■ **BRIEF**: A verbatim copy of the lines starting at the one with "Target: autumn foliage" and ending at the last line below is required; include nothing else.

***** PROVIDED RECORDS *****

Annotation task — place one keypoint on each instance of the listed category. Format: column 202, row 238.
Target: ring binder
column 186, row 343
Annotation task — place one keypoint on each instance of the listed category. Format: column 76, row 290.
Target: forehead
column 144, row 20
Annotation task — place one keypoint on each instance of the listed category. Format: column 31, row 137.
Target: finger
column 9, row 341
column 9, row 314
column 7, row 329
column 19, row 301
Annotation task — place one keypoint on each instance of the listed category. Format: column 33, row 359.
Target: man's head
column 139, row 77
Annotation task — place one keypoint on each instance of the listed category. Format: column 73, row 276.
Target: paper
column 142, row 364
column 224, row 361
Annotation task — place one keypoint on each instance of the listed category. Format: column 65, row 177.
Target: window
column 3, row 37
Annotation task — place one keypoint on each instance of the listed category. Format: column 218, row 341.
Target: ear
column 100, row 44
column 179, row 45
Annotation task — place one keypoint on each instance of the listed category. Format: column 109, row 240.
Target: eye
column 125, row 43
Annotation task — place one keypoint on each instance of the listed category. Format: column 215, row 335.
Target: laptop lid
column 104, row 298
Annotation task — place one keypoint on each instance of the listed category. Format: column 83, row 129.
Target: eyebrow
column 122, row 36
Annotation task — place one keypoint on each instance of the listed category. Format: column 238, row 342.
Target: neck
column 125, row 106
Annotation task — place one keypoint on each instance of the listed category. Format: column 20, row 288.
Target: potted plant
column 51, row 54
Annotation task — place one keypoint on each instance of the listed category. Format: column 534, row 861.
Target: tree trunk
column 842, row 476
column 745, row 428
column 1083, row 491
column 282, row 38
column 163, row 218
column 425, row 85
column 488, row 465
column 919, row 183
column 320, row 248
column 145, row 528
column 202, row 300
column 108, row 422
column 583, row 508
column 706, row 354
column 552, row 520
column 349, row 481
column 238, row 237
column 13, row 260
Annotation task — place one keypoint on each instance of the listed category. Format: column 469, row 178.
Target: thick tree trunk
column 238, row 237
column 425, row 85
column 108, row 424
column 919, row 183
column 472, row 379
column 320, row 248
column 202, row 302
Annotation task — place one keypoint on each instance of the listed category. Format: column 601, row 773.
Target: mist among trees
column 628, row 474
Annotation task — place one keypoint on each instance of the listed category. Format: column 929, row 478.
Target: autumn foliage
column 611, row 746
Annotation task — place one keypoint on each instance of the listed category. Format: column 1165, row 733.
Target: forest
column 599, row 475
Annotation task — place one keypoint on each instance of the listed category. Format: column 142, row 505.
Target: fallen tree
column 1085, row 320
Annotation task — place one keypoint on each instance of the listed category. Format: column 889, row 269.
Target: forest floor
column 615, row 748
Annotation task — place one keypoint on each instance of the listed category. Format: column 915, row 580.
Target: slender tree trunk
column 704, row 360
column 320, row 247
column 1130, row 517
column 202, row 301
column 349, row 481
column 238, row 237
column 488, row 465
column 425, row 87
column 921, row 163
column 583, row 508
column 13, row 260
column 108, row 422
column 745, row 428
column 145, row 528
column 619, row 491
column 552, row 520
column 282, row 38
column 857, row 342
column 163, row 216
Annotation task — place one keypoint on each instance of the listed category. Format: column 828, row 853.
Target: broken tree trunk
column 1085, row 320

*****

■ **WRITTEN RESPONSE**:
Target: autumn foliage
column 611, row 746
Annotation task — place one keypoint on each instance of the listed category. Format: column 1165, row 733.
Target: forest
column 599, row 475
Annotation task — place one keypoint on each instance of the listed category. Format: column 142, row 505.
Target: fallen tree
column 1085, row 320
Annotation task — place one keypoint on each instance of the listed category. Format: column 889, row 269.
Target: forest floor
column 615, row 748
Annotation task — place one keypoint on each instance of the listed category. Format: column 915, row 580.
Target: slender tree trunk
column 704, row 360
column 320, row 247
column 1130, row 517
column 202, row 301
column 349, row 481
column 238, row 237
column 488, row 465
column 425, row 87
column 921, row 163
column 583, row 508
column 13, row 260
column 108, row 422
column 745, row 428
column 145, row 528
column 619, row 491
column 552, row 520
column 282, row 38
column 857, row 342
column 163, row 216
Annotation task — place one keypoint on each instance of the listed category. Format: column 828, row 853.
Target: broken tree trunk
column 1085, row 320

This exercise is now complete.